**Challenge**. Write the data out again exactly, with no pictures.

**Provided records**.
___
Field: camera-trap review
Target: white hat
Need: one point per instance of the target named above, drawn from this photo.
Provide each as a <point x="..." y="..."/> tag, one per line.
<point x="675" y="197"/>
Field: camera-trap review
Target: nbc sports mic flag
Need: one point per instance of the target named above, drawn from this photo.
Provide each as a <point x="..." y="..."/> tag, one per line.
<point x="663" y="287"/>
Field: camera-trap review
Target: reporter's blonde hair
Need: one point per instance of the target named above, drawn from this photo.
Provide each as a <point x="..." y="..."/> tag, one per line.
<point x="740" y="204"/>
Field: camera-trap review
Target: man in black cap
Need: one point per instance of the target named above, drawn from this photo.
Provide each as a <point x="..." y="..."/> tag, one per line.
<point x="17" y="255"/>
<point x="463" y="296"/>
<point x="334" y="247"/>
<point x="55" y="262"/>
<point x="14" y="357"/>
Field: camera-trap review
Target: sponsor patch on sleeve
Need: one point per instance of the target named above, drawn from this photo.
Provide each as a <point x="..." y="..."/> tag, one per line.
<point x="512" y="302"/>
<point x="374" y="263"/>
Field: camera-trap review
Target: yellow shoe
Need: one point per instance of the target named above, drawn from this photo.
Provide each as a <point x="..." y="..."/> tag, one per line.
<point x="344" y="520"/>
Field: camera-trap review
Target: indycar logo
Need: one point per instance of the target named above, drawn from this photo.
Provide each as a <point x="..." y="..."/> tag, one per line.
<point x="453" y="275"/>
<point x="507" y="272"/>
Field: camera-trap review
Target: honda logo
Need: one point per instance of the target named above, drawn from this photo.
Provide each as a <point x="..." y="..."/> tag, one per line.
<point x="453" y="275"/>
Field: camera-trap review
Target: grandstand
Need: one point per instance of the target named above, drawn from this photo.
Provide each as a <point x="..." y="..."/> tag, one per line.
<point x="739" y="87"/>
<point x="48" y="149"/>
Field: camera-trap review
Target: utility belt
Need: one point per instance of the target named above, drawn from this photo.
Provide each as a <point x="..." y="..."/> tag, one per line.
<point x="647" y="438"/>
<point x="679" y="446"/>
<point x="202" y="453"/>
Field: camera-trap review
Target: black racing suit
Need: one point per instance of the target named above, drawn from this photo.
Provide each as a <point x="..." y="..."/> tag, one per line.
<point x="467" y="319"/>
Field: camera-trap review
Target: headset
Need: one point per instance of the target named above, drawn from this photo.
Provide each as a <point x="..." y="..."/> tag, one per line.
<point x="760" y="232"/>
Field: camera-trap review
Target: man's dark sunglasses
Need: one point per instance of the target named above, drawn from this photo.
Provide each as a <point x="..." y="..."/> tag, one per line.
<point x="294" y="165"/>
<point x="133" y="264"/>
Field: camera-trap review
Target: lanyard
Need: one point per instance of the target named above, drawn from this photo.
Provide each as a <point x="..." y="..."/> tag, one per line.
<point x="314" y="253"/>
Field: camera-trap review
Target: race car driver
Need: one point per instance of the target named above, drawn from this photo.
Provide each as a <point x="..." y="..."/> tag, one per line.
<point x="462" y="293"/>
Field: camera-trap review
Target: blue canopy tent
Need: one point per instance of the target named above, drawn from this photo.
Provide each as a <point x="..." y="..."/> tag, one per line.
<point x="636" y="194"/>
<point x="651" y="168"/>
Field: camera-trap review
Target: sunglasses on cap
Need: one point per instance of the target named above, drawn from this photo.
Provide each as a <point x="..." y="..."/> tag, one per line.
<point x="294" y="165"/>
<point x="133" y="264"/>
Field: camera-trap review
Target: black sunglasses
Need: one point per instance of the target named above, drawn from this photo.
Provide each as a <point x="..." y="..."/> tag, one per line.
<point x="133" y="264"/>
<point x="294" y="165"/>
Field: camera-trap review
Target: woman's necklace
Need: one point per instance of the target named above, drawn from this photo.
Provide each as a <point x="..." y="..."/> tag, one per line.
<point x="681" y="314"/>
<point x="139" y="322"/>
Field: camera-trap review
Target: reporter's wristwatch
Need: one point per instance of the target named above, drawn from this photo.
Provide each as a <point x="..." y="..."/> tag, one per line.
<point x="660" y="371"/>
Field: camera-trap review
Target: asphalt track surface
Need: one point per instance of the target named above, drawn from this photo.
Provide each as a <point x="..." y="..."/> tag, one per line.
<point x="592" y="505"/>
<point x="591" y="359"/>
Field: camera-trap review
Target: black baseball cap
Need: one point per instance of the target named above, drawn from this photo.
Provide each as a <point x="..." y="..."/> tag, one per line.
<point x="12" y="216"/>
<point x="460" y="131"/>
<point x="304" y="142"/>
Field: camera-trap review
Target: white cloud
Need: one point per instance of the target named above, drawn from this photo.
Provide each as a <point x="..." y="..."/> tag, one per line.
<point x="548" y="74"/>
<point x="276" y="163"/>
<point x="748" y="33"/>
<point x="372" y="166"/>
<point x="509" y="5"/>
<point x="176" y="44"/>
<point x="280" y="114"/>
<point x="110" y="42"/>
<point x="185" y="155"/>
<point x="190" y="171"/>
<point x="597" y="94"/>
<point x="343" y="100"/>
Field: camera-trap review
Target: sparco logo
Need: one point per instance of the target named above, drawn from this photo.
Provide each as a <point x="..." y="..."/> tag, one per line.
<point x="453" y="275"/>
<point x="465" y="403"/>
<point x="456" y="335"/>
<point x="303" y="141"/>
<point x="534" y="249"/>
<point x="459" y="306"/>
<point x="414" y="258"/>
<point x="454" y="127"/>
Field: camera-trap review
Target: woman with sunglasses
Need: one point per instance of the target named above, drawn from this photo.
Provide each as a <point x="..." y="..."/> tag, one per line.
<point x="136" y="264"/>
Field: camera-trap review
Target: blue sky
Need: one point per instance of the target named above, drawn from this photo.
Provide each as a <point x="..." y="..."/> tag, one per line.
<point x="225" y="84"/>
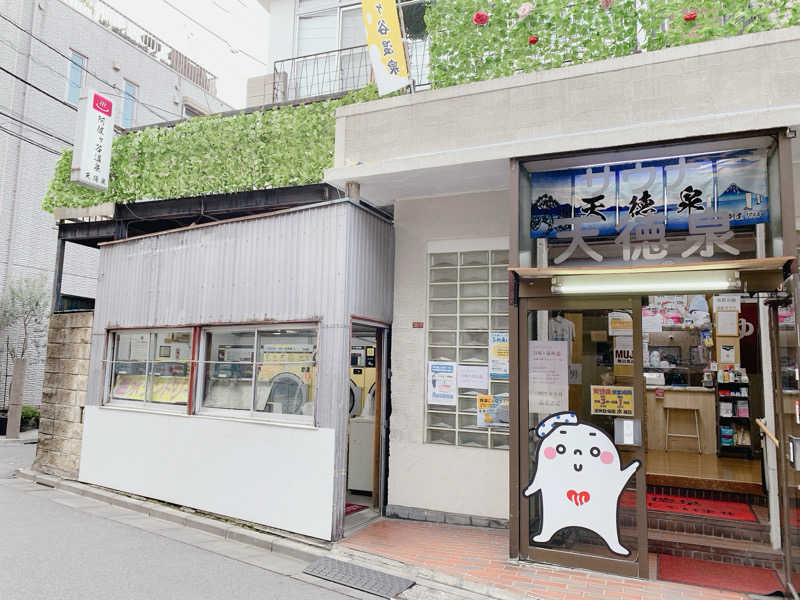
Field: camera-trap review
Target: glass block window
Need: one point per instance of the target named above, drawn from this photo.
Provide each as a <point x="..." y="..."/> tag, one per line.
<point x="467" y="300"/>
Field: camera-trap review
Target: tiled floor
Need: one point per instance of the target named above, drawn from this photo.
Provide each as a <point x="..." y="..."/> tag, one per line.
<point x="481" y="555"/>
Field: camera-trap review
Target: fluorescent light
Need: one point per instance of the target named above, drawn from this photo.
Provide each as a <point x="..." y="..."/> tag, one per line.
<point x="625" y="283"/>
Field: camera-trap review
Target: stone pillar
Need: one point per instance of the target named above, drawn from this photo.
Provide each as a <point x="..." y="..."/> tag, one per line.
<point x="15" y="399"/>
<point x="64" y="394"/>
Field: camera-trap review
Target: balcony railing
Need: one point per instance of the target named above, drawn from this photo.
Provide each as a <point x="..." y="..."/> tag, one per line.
<point x="113" y="20"/>
<point x="339" y="71"/>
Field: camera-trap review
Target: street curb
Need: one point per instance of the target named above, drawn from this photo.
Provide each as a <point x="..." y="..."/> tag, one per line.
<point x="460" y="586"/>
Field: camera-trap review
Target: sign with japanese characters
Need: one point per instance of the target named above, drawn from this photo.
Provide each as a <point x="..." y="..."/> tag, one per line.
___
**Result below**.
Field: camera-trap review
Target: white hat
Need: one point per instance of the target named above, drawn from this photo.
Provide each as a <point x="..." y="..."/> tag, one per line.
<point x="675" y="197"/>
Field: camera-trap review
Target: nbc sports mic flag
Need: one point per instance of the target named above, drawn from this photo.
Provide each as a <point x="..." y="..."/> tag, one per line.
<point x="663" y="287"/>
Field: camera-trap review
Target: reporter's blonde hair
Need: one point per instance of the target named above, drawn from this photo.
Provide each as a <point x="..." y="..."/> tag, one per line.
<point x="740" y="204"/>
Field: camera-trap review
Target: man in black cap
Need: one point per instance of the target named above, drawn from this photo.
Provide each as a <point x="..." y="..."/> tag, one per line.
<point x="17" y="255"/>
<point x="463" y="296"/>
<point x="334" y="247"/>
<point x="55" y="262"/>
<point x="14" y="357"/>
Field: camera-trap review
Target: sponsor patch on sleeve
Need: one point per instance of the target named above, drawn from this photo.
Provide each as a <point x="..." y="..."/> tag, one per line.
<point x="512" y="302"/>
<point x="374" y="263"/>
Field: camera-trap review
Target: yellow shoe
Need: one point per instance of the target named above, drawn from this photo.
Provide each as a <point x="..." y="..."/> tag, one per line.
<point x="344" y="520"/>
Field: camera-trap review
Target: indycar logo
Need: one point per instance of the target named above, drawn from this photo.
Provide each as a <point x="..." y="..."/> tag, one per line.
<point x="453" y="275"/>
<point x="507" y="272"/>
Field: camera-trap review
Target: honda logo
Need: one point per instance of the target named above, drawn from this photo.
Provide each as a <point x="..." y="..."/> tag, one per line.
<point x="453" y="275"/>
Field: camera-trap review
Target: grandstand
Need: one point per instance of the target named above, drawn from this photo.
Provide each as a <point x="..." y="..."/> tag, one per line.
<point x="739" y="87"/>
<point x="48" y="149"/>
Field: camera-trap review
Target: utility belt
Need: one point per instance of the target named above, drawn from this photo.
Provide each as a <point x="..." y="..."/> tag, one per line.
<point x="647" y="438"/>
<point x="679" y="446"/>
<point x="202" y="453"/>
Field: camera-trap review
Target: black racing suit
Need: one point per instance of the target named above, drawn from this photo.
Provide each as a <point x="..." y="..."/> tag, one per line.
<point x="467" y="319"/>
Field: camera-trap review
Target: headset
Need: one point per instance of the target named above, drawn from this photo.
Provide each as a <point x="..." y="..."/> tag, one per line.
<point x="760" y="232"/>
Field: camera-trap review
Target: man's dark sunglasses
Need: one point per instance of the target named above, drawn from this photo.
Provide each as a <point x="..." y="..."/> tag, one per line.
<point x="294" y="165"/>
<point x="133" y="264"/>
Field: camera-trap review
Target: lanyard
Need: one point per instance of the target named above, drawn from this photo.
Provide each as a <point x="..." y="..."/> tag, one per line.
<point x="314" y="253"/>
Field: camera-trap review
Target: race car driver
Need: one point per instance of the target named above, drawn from this photo.
Provide each as a <point x="..." y="..."/> tag, one per line.
<point x="462" y="293"/>
Field: camera-trap review
Target: blue canopy tent
Need: one point per instance of the target named above, drawn from this photo.
Provide each as a <point x="..." y="..."/> tag, one per line.
<point x="636" y="194"/>
<point x="651" y="168"/>
Field: camera-trap review
Target: sunglasses on cap
Need: one point per instance of the target named above, drawn from this photo.
Provide each as a <point x="..." y="..."/> tag, one per line.
<point x="294" y="165"/>
<point x="133" y="264"/>
Field: camera-trap review
Target: black sunglasses
Need: one point per instance of the target named above, drawn from this photo.
Provide each as a <point x="..." y="..."/> tag, one per line.
<point x="133" y="264"/>
<point x="294" y="165"/>
Field: camera-trap review
Target: woman's necklace
Need: one point per instance of the target named above, drawn from this photo.
Provide each as a <point x="..." y="..."/> tag, one per line.
<point x="681" y="314"/>
<point x="139" y="322"/>
Field: camera-trap review
Target: reporter's wristwatch
Need: one point per instance of the target named above, drawn from this photo.
Provide each as a <point x="..." y="..."/> tag, one per line.
<point x="660" y="371"/>
Field: camera-trap review
Target: asphalt track surface
Need: one point per instance of the target named above, drawn from this photo.
Provide each as a <point x="..." y="..."/> tag, one per line.
<point x="592" y="505"/>
<point x="591" y="359"/>
Field: camera-trap review
Target: black baseball cap
Need: one point per instance of the target named above, drawn from this photo.
Provide each as a <point x="..." y="..."/> tag, one per line.
<point x="12" y="216"/>
<point x="460" y="131"/>
<point x="304" y="142"/>
Field: camera-trap review
Target: white cloud
Need: one point per instance of the target named above, drawn from this photo.
Provide each as a <point x="..." y="..."/> tag, one per line.
<point x="548" y="74"/>
<point x="276" y="163"/>
<point x="748" y="33"/>
<point x="372" y="166"/>
<point x="509" y="5"/>
<point x="176" y="44"/>
<point x="280" y="114"/>
<point x="110" y="42"/>
<point x="185" y="155"/>
<point x="190" y="171"/>
<point x="597" y="94"/>
<point x="343" y="100"/>
Field: camera-trap review
Target: sparco logo
Need: one point per instance of the target named above, drawn from this photo.
Provide each as a <point x="..." y="..."/> tag, one per line.
<point x="453" y="275"/>
<point x="465" y="403"/>
<point x="456" y="335"/>
<point x="303" y="141"/>
<point x="534" y="249"/>
<point x="459" y="306"/>
<point x="414" y="258"/>
<point x="454" y="127"/>
Field: camera-trap review
Target: woman with sunglasses
Need: one point per instance of the target named above, drawn from this photo.
Provide each as a <point x="..." y="..."/> tag, one per line.
<point x="136" y="264"/>
Field: camera-trap review
Target: blue sky
Need: one point per instance of the target named above, drawn from this photo.
Provide each as a <point x="..." y="..."/> tag, one per line.
<point x="225" y="84"/>
Field: camera-trap review
Target: glass block window
Need: one point per instance of the target named above, drawn from this photo.
Provide each as a <point x="..." y="..."/> tag, one per line.
<point x="467" y="300"/>
Field: camera-trap review
Target: tiled floor
Need: one point per instance of the target named above, drawn from this photo.
Provide each as a <point x="..." y="..."/> tag, one per line.
<point x="481" y="555"/>
Field: camera-trap review
Target: fluorescent light
Need: one point per instance of the target named above, drawn from this photo.
Provide each as a <point x="..." y="..."/> tag, one per line.
<point x="625" y="283"/>
Field: camera-trap review
Target: stone pillar
Need: one point per instance of the target named above, drawn from this photo.
Provide each as a <point x="..." y="..."/> tag, one per line.
<point x="15" y="399"/>
<point x="64" y="394"/>
Field: camera-trap review
Target: balcony railing
Need: one point per instance of the target named above, drawn from this photo.
Provide each as a <point x="..." y="..."/> tag, one per line.
<point x="113" y="20"/>
<point x="339" y="71"/>
Field: camera-trap review
Target: street curb
Need: one point per instance of the target named above, drawn from this photo.
Provide each as a <point x="..." y="..."/> tag, one per line.
<point x="460" y="586"/>
Field: camera-trap review
Target: sign with japanese characters
Need: one point per instance of the target named above, drawn from this photo.
Provide each as a <point x="..." y="..."/> tag, one per line.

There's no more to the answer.